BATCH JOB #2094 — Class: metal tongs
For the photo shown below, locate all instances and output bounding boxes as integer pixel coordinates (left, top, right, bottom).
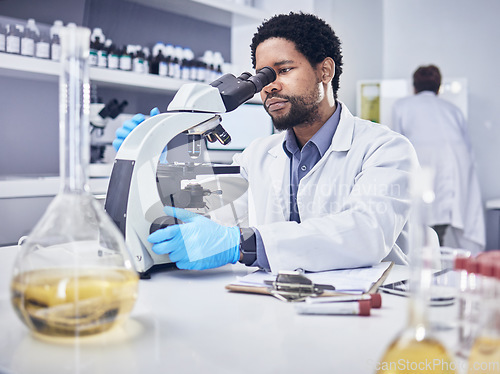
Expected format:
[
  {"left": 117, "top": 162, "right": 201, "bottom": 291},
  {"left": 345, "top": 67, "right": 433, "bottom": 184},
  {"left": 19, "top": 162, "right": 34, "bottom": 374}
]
[{"left": 265, "top": 270, "right": 335, "bottom": 301}]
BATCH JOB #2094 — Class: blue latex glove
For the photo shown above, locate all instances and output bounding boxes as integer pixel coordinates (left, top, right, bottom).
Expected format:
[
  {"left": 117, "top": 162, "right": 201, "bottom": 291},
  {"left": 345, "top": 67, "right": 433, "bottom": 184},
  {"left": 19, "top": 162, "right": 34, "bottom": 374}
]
[
  {"left": 148, "top": 206, "right": 240, "bottom": 270},
  {"left": 113, "top": 107, "right": 160, "bottom": 151}
]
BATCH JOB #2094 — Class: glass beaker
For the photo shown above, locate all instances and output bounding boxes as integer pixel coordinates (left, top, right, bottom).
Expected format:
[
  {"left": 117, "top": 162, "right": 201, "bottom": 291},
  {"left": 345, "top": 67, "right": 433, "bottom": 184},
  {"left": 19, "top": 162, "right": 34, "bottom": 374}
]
[
  {"left": 11, "top": 24, "right": 139, "bottom": 337},
  {"left": 377, "top": 169, "right": 456, "bottom": 374}
]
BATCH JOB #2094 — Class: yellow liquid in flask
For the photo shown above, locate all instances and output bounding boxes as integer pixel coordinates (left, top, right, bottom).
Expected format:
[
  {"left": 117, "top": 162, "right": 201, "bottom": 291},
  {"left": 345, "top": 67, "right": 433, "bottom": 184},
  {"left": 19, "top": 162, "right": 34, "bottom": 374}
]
[
  {"left": 377, "top": 339, "right": 456, "bottom": 374},
  {"left": 11, "top": 268, "right": 139, "bottom": 337}
]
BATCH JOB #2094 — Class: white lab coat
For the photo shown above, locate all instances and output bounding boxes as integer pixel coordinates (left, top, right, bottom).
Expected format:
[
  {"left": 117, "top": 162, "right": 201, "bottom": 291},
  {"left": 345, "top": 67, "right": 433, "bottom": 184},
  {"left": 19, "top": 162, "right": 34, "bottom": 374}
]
[
  {"left": 393, "top": 91, "right": 485, "bottom": 253},
  {"left": 234, "top": 104, "right": 418, "bottom": 273}
]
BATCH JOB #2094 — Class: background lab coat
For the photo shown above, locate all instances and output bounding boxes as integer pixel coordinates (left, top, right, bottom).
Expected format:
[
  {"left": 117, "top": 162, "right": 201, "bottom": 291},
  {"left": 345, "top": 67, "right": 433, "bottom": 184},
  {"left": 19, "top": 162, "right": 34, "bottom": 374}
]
[
  {"left": 393, "top": 91, "right": 485, "bottom": 253},
  {"left": 234, "top": 104, "right": 418, "bottom": 273}
]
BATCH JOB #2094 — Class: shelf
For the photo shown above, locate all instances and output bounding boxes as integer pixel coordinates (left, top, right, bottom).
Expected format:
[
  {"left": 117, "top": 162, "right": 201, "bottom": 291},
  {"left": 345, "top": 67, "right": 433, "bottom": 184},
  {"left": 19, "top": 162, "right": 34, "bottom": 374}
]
[
  {"left": 129, "top": 0, "right": 268, "bottom": 27},
  {"left": 0, "top": 53, "right": 191, "bottom": 92}
]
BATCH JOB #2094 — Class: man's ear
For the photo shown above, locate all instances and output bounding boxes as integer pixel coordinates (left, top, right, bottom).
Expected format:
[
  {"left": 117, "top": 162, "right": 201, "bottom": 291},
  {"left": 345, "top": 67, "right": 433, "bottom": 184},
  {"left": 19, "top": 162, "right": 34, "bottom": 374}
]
[{"left": 319, "top": 57, "right": 335, "bottom": 83}]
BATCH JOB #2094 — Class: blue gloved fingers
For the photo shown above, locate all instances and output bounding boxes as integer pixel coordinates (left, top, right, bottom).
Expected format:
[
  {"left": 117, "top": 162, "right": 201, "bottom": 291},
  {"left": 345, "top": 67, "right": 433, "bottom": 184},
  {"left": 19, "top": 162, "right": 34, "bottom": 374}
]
[
  {"left": 163, "top": 205, "right": 201, "bottom": 222},
  {"left": 148, "top": 225, "right": 182, "bottom": 244},
  {"left": 113, "top": 138, "right": 123, "bottom": 151}
]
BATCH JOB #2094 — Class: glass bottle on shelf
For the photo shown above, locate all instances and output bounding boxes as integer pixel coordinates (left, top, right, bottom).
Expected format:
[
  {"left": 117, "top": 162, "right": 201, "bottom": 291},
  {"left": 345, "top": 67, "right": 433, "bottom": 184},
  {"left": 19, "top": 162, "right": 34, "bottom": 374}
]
[
  {"left": 377, "top": 169, "right": 456, "bottom": 374},
  {"left": 11, "top": 24, "right": 139, "bottom": 338}
]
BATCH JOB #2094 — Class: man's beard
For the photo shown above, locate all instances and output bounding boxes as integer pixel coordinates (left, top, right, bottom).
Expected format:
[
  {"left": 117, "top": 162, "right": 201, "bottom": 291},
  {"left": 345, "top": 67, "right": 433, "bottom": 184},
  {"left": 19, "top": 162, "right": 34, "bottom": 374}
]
[{"left": 266, "top": 86, "right": 320, "bottom": 131}]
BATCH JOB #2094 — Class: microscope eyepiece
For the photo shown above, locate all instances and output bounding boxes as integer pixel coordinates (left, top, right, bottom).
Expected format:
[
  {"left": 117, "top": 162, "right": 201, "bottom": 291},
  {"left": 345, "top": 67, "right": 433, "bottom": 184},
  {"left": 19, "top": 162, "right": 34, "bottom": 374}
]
[{"left": 210, "top": 66, "right": 276, "bottom": 112}]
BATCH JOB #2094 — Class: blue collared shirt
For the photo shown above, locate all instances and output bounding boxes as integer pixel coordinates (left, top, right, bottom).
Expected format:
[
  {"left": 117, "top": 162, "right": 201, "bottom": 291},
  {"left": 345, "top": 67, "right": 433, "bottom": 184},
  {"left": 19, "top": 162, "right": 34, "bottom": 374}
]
[
  {"left": 254, "top": 102, "right": 342, "bottom": 270},
  {"left": 283, "top": 104, "right": 341, "bottom": 223}
]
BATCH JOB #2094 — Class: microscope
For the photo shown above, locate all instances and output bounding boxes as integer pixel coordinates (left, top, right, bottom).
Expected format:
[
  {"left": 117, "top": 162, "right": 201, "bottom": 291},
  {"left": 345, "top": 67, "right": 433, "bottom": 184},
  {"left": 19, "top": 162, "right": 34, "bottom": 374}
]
[{"left": 104, "top": 67, "right": 276, "bottom": 278}]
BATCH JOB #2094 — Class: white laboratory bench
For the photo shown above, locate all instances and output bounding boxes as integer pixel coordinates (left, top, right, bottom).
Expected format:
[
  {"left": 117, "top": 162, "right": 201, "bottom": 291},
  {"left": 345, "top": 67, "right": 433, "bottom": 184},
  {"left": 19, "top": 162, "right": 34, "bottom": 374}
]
[{"left": 0, "top": 246, "right": 462, "bottom": 374}]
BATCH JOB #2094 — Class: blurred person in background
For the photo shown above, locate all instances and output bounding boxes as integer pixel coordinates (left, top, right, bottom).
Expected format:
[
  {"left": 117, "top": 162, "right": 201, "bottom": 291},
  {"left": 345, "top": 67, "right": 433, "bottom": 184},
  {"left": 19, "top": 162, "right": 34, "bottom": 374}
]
[{"left": 392, "top": 65, "right": 485, "bottom": 253}]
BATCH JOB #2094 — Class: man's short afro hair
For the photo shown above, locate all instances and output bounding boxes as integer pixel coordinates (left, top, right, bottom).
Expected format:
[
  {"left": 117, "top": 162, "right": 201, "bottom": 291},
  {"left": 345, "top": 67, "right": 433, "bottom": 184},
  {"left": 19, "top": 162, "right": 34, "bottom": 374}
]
[{"left": 250, "top": 12, "right": 342, "bottom": 98}]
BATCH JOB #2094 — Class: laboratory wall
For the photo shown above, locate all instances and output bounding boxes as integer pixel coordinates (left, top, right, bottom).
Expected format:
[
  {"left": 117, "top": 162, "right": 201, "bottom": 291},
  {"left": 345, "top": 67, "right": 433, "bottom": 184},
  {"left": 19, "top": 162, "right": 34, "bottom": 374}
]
[{"left": 381, "top": 0, "right": 500, "bottom": 205}]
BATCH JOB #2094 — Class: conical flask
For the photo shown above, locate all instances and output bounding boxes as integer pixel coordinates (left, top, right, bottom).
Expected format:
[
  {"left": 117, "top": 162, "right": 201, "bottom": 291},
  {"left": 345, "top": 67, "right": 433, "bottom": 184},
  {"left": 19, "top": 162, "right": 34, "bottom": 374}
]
[
  {"left": 376, "top": 169, "right": 456, "bottom": 374},
  {"left": 11, "top": 24, "right": 139, "bottom": 338}
]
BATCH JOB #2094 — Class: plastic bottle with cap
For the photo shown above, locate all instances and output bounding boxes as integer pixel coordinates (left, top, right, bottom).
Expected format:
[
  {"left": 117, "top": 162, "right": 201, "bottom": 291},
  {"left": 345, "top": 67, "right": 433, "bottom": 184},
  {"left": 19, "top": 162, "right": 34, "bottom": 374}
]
[
  {"left": 119, "top": 46, "right": 132, "bottom": 71},
  {"left": 5, "top": 24, "right": 22, "bottom": 54},
  {"left": 376, "top": 168, "right": 456, "bottom": 374},
  {"left": 104, "top": 39, "right": 120, "bottom": 70},
  {"left": 89, "top": 27, "right": 108, "bottom": 68},
  {"left": 181, "top": 48, "right": 194, "bottom": 80},
  {"left": 132, "top": 45, "right": 144, "bottom": 74},
  {"left": 50, "top": 20, "right": 63, "bottom": 61},
  {"left": 164, "top": 44, "right": 174, "bottom": 78},
  {"left": 149, "top": 42, "right": 168, "bottom": 76},
  {"left": 168, "top": 46, "right": 183, "bottom": 79},
  {"left": 21, "top": 18, "right": 40, "bottom": 57},
  {"left": 141, "top": 47, "right": 151, "bottom": 74},
  {"left": 35, "top": 31, "right": 50, "bottom": 59}
]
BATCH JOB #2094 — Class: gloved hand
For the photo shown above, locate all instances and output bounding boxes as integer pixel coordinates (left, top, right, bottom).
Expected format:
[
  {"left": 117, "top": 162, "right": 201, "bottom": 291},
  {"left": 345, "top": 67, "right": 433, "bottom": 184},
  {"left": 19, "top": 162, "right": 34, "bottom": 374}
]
[
  {"left": 148, "top": 206, "right": 240, "bottom": 270},
  {"left": 113, "top": 107, "right": 160, "bottom": 151}
]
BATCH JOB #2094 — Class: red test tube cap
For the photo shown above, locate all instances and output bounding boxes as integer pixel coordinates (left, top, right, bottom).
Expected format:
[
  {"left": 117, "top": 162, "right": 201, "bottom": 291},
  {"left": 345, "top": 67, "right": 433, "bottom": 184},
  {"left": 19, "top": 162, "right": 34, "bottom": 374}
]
[{"left": 370, "top": 292, "right": 382, "bottom": 308}]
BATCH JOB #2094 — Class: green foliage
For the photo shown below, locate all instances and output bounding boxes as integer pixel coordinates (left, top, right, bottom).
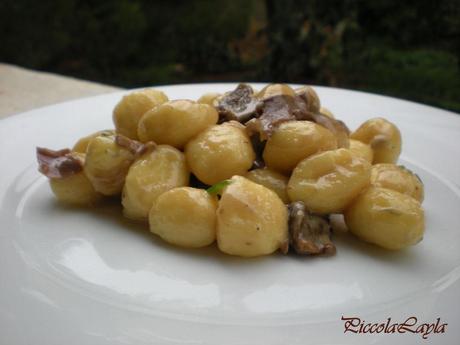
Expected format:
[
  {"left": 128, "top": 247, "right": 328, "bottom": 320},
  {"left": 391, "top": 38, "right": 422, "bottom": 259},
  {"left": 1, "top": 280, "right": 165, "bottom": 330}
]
[{"left": 0, "top": 0, "right": 460, "bottom": 111}]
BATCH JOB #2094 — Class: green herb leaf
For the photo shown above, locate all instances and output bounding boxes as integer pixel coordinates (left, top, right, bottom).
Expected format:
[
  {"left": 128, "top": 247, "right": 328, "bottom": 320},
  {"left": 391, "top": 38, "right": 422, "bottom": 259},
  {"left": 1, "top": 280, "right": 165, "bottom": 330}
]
[{"left": 206, "top": 180, "right": 233, "bottom": 195}]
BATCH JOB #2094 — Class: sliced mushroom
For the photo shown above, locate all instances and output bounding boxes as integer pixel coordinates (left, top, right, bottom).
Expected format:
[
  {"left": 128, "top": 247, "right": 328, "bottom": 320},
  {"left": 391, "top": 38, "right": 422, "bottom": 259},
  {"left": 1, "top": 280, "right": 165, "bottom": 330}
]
[
  {"left": 284, "top": 201, "right": 336, "bottom": 255},
  {"left": 37, "top": 147, "right": 83, "bottom": 178},
  {"left": 216, "top": 84, "right": 259, "bottom": 123},
  {"left": 294, "top": 85, "right": 321, "bottom": 113}
]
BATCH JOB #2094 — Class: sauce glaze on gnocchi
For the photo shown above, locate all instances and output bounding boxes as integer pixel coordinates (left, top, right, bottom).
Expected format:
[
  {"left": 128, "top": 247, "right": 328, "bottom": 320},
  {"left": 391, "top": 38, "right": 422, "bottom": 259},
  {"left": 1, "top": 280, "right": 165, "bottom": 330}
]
[{"left": 37, "top": 84, "right": 425, "bottom": 257}]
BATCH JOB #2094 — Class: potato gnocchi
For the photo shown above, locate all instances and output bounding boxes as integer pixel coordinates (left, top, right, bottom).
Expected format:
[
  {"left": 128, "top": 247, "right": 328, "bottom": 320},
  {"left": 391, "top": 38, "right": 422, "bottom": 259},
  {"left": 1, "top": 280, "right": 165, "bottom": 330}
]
[{"left": 37, "top": 84, "right": 425, "bottom": 257}]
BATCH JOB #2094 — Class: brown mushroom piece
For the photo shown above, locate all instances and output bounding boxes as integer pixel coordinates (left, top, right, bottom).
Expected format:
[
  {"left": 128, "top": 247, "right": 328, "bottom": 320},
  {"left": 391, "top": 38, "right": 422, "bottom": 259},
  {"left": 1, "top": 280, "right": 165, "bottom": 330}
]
[
  {"left": 245, "top": 90, "right": 350, "bottom": 144},
  {"left": 216, "top": 84, "right": 260, "bottom": 123},
  {"left": 37, "top": 147, "right": 83, "bottom": 178},
  {"left": 294, "top": 86, "right": 321, "bottom": 113},
  {"left": 283, "top": 201, "right": 336, "bottom": 255}
]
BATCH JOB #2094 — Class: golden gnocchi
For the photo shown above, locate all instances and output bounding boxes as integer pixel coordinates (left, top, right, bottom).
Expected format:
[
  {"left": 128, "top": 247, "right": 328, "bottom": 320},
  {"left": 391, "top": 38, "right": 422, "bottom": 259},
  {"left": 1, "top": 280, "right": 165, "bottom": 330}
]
________________
### Instructions for the task
Starting with the line that contains "BATCH JOB #2094 — Class: potato gnocchi" and going on through the end of the entries above, rewrite those lines as a numbered list, leaving out any blank lines.

### Exercise response
1. BATCH JOB #2094 — Class: potato gnocchi
2. For the photo shown above, locate all instances and output bounding boxes as integer pixel coordinates (left, top, right, bottom).
3. Expected format:
4. [
5.   {"left": 128, "top": 247, "right": 328, "bottom": 320},
6.   {"left": 391, "top": 38, "right": 422, "bottom": 259},
7.   {"left": 1, "top": 280, "right": 165, "bottom": 330}
8. ]
9. [{"left": 37, "top": 84, "right": 425, "bottom": 257}]
10. BATCH JOB #2094 — Class: brown mushroom piece
11. For the photo shown above, locate all instances and output bounding boxes as integer pixel coordinates (left, top, right, bottom).
12. Expected format:
13. [
14.   {"left": 128, "top": 247, "right": 328, "bottom": 320},
15.   {"left": 391, "top": 38, "right": 422, "bottom": 259},
16.   {"left": 1, "top": 280, "right": 165, "bottom": 330}
17. ]
18. [
19.   {"left": 245, "top": 90, "right": 350, "bottom": 144},
20.   {"left": 216, "top": 84, "right": 260, "bottom": 123},
21.   {"left": 37, "top": 147, "right": 83, "bottom": 178},
22.   {"left": 294, "top": 86, "right": 321, "bottom": 113},
23.   {"left": 283, "top": 201, "right": 336, "bottom": 255}
24. ]
25. BATCH JOB #2094 — Class: golden gnocchi
26. For the photo shown above, locate all instances and output bounding boxes as integer pixel coordinates (left, top, right, bottom).
27. Expected format:
28. [
29.   {"left": 128, "top": 247, "right": 328, "bottom": 320},
30.   {"left": 391, "top": 38, "right": 422, "bottom": 259},
31.   {"left": 1, "top": 280, "right": 165, "bottom": 330}
32. ]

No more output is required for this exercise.